PASSAGE EXTRAIT:
===

Que vous a-t-il dit exactement et pourquoi n’êtes-vous pas allé à l’Ajax ?

Il  m’avait demandé si j’étais prêt à changer d’air, je lui avais répondu que j’étais lié avec Porto par un contrat, mais qu’il y avait une clause qui obligera Porto à me libérer en contrepartie d’une certaine somme d’argent. Il m’a demandé mon numéro, je le lui ai donné, et quelque temps après, quand je suis rentré à Porto, j’ai reçu un appel  téléphonique de Cruyff en personne, et là, je vais vous raconter une anecdote.

Allez-y…

Quand le téléphone a sonné, j’ai décroché, et à l’autre bout du fil, une voix me fit : «C’est Johan Cruyff avec vous.» J’ai répondu : «C’est qui Cruyff ?» Il a rétorqué : «Cruyff, l’entraîneur de l’Ajax Amsterdam.» Je ne l’ai pas cru et je lui ai dit d’arrêter de se moquer de moi. Mais quand je me suis rendu compte que c’était réellement lui, je n’ai pas cru mes oreilles et j’ai été très content. Il m’avait fait savoir qu’il allait venir me superviser à Porto et qu’il allait discuter avec mes dirigeants. Hélas, les deux parties n’ont pu trouver un accord et je suis parti par la suite jouer à Valence.

En parlant de Valence, pourquoi voulez-vous attaquer ses responsables en justice ?

(Rire) Je discutais avec Feghouli dans les coulisses et je lui ai dit que je vais attaquer Valence en justice, parce tu portes mon maillot. Mais j’ai renoncé à cette idée, car il mérite de porter ce maillot, il lui va bien et lui fait honneur.

On va parler, si vous voulez bien, de l’Equipe nationale. Lors de la cérémonie du Ballon d’Or, vous avez demandé à ce que la sélection puisse accrocher une deuxième étoile sur son maillot. Vous ne pensez-pas que vous avez mis la barre très haut ?

Non, pas du tout ! Je vais vous expliquer pourquoi je l’ai dit. C’est sorti du fond du cœur, car j’aime l’Algérie et la sélection nationale. Il ne faut pas que l’Algérie aille faire de la figuration ou jouer les seconds rôles. Je crois vraiment qu’il est temps d’accrocher une deuxième étoile, c’est la moindre des choses.

Vous pensez donc que l’Algérie est capable de gagner la CAN ?

Il s’agit de football, ce n’est pas de la science exacte. Tout peut donc arriver lors d’un match de football. Aussi, une rencontre se joue sur un terrain pendant 90 minutes où tout est possible. Je pense  que nous avons les moyens pour réaliser cela. Ce qui est sûr, c’est qu’aucune sélection n’avait bénéficié de moyens aussi importants. Cet investissement ne doit pas être fait pour rien. Il faut y aller pour gagner, mais il y a une chose dont j’aimerais parler.

===

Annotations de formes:

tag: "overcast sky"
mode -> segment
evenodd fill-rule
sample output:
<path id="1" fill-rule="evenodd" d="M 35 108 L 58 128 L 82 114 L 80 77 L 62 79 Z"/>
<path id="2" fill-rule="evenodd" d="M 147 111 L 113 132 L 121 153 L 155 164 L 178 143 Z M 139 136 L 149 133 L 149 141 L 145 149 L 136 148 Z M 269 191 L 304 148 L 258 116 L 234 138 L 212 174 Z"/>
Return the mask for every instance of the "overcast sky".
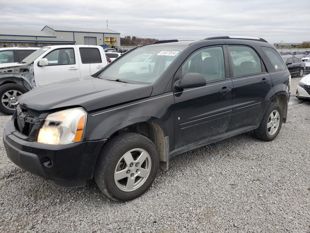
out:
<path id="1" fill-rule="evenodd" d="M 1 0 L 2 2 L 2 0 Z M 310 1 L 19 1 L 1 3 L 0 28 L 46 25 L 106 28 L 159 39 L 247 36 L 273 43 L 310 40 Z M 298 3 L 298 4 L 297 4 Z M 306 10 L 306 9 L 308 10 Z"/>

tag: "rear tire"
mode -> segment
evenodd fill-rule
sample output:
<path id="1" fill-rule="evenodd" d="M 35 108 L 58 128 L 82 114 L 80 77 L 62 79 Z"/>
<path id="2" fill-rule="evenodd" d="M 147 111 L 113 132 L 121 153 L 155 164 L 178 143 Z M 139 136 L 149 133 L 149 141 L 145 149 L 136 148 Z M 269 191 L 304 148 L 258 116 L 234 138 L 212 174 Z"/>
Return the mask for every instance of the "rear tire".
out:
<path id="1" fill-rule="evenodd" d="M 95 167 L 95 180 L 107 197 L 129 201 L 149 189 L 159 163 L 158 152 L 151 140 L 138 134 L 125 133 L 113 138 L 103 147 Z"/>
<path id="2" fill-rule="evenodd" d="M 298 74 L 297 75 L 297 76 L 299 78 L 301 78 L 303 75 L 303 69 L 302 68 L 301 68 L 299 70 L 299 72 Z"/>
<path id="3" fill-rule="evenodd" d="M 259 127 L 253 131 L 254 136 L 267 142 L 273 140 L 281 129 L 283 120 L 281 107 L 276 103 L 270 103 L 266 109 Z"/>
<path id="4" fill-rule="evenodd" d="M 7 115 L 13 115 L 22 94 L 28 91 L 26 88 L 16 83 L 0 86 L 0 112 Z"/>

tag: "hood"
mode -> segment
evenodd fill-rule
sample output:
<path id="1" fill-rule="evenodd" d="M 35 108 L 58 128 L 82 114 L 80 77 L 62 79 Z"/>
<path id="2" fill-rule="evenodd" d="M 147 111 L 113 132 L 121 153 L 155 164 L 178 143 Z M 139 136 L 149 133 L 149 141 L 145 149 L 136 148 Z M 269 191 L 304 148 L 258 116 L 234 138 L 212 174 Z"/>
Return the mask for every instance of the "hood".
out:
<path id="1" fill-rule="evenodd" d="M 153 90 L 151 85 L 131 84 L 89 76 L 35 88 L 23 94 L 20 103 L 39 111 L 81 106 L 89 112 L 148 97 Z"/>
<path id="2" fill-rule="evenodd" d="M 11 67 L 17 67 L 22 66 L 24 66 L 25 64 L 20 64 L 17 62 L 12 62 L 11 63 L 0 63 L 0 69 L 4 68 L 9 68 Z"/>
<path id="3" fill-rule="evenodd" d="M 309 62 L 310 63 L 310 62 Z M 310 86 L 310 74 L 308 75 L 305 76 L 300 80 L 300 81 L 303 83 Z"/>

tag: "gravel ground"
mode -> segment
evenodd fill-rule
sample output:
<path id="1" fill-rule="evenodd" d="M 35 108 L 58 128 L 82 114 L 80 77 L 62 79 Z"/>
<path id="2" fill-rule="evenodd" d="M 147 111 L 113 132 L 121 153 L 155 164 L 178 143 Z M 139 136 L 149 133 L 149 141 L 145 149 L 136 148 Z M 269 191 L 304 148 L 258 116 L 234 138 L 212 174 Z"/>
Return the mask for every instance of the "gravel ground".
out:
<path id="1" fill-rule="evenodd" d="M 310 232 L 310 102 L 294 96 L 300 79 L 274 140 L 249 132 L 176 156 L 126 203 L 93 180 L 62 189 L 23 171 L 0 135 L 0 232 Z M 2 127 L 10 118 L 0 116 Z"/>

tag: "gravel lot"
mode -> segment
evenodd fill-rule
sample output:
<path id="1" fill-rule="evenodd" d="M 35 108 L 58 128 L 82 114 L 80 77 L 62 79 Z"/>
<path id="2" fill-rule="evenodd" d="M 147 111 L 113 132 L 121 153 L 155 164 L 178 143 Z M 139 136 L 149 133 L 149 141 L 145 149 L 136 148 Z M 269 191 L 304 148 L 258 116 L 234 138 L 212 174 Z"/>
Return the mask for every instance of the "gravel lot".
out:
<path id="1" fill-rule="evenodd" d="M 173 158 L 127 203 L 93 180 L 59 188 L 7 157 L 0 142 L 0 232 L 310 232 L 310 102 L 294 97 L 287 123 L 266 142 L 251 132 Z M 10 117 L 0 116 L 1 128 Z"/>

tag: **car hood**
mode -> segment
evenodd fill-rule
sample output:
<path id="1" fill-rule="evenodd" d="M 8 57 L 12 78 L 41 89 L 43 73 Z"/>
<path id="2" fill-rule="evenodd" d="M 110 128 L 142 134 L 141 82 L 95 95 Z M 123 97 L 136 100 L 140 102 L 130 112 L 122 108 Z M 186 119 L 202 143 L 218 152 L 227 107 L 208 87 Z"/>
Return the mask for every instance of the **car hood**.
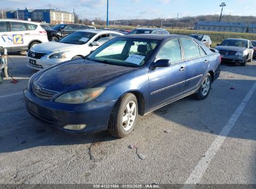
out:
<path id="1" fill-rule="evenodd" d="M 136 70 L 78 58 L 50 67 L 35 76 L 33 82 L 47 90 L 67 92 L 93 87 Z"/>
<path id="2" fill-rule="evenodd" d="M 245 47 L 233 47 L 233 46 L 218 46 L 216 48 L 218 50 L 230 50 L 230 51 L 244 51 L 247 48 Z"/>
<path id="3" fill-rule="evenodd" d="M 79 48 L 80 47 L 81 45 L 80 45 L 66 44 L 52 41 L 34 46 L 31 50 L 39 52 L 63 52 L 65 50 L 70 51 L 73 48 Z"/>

===

CONSIGNE A: Relevez tous les clubs de football nommés dans l'entretien.
CONSIGNE B:
Répondez brièvement à chaque question sur l'entretien.
(i) Qui a téléphoné à la personne interrogée après son retour à Porto ?
(ii) Avec qui la personne interrogée discutait-elle dans les coulisses ?
(iii) Combien de minutes dure une rencontre selon la personne interrogée ?
CONSIGNE C:
Indiquez si chaque affirmation concorde avec l'entretien, puis citez les mots qui le prouvent.
(i) Porto et l'Ajax sont parvenus à un accord.
(ii) La personne interrogée a renoncé à attaquer Valence en justice.
(iii) La personne interrogée a tout de suite cru que Cruyff était au bout du fil.

RÉPONSE A: Ajax Amsterdam, Porto, Valence

RÉPONSE B:
(i) Johan Cruyff, l'entraîneur de l'Ajax Amsterdam.
(ii) Avec Feghouli.
(iii) 90 minutes.

RÉPONSE C:
(i) Non : « Hélas, les deux parties n’ont pu trouver un accord »
(ii) Oui : « Mais j’ai renoncé à cette idée »
(iii) Non : « Je ne l’ai pas cru et je lui ai dit d’arrêter de se moquer de moi. »